-- WHAT THE TASK REQUIRES --
Rewrite all of the entries below as a JSON list of strings, with one string for each line and blank lines left out.

***

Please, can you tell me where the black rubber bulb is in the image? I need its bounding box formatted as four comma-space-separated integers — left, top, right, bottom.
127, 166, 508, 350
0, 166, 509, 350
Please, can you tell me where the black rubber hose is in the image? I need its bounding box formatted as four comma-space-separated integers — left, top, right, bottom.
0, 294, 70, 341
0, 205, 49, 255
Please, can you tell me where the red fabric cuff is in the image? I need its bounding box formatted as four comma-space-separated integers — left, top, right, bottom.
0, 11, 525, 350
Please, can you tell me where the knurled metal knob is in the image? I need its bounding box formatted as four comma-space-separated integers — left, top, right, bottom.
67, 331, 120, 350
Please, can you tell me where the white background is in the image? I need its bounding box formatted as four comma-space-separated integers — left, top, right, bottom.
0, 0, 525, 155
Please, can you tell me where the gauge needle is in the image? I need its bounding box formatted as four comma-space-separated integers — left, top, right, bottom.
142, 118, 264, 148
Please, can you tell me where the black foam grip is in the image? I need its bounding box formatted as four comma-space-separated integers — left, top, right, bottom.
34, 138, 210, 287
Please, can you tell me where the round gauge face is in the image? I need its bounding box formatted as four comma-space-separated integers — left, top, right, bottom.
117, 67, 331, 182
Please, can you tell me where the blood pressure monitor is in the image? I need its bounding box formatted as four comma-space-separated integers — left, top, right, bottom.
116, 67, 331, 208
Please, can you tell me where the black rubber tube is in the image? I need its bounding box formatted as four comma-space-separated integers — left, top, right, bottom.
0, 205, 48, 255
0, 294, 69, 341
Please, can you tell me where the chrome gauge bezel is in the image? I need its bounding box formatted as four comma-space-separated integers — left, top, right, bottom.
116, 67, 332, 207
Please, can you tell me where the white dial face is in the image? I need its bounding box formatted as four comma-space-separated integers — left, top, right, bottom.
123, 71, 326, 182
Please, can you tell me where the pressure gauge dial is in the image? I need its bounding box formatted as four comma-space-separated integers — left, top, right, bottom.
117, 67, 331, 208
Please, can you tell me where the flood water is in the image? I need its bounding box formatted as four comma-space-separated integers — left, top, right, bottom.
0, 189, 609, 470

***

-- RESULT OF THIS EXERCISE --
[
  "Please, can you tell me where the black rubber bulb is in the image? I need its bounding box formatted as four comma-space-separated integers — left, top, right, bottom.",
  "127, 166, 508, 350",
  "0, 166, 509, 350",
  "Please, can you tell me where the black rubber hose is in the image? I need its bounding box formatted as four comma-space-separated integers — left, top, right, bottom.",
  "0, 294, 70, 341",
  "0, 205, 49, 255",
  "Please, can you tell me where the red fabric cuff is in the image? I need its bounding box formatted as four comma-space-separated integers — left, top, right, bottom.",
  "0, 11, 525, 350",
  "Please, can you tell me where the knurled metal knob is in the image? I need its bounding box formatted as four comma-space-separated integers — left, top, right, bottom.",
  "67, 331, 120, 350",
  "Please, can you tell me where the white background is in the image? I need its bounding box formatted as four comma-space-separated integers — left, top, right, bottom.",
  "0, 0, 525, 155",
  "Please, can you tell me where the gauge needle is in the image? I need its bounding box formatted as four comma-space-separated integers — left, top, right, bottom.",
  "142, 118, 264, 148",
  "Please, can you tell me where the black foam grip is in the image? I need its bounding box formatted as four comma-space-separated integers — left, top, right, bottom.",
  "34, 138, 210, 287",
  "Please, can you tell me where the round gauge face is in the image? I need its bounding box formatted as four comma-space-separated integers — left, top, right, bottom.",
  "117, 67, 331, 182",
  "Please, can you tell me where the blood pressure monitor is in the image? I need its bounding box formatted as four comma-space-separated integers — left, top, right, bottom.",
  "116, 67, 331, 208",
  "Please, can you tell me where the black rubber tube is in the image? I need its bounding box formatted as four comma-space-separated integers — left, top, right, bottom.",
  "0, 205, 48, 255",
  "0, 294, 69, 341",
  "Please, can you tell me where the chrome gauge bezel is in the image? I need its bounding box formatted as four comma-space-separated integers — left, top, right, bottom.",
  "116, 67, 332, 207",
  "Please, can you tell me where the white dial face is in the image? I need its bounding box formatted as four comma-space-separated integers — left, top, right, bottom.",
  "123, 71, 326, 182",
  "Please, can you tell me where the pressure gauge dial is in the image? I need its bounding box formatted as four comma-space-separated integers — left, top, right, bottom.",
  "117, 67, 331, 208",
  "Please, can you tell me where the flood water is in the image? I need its bounding box formatted as four comma-space-separated integers — left, top, right, bottom.",
  "0, 189, 609, 470"
]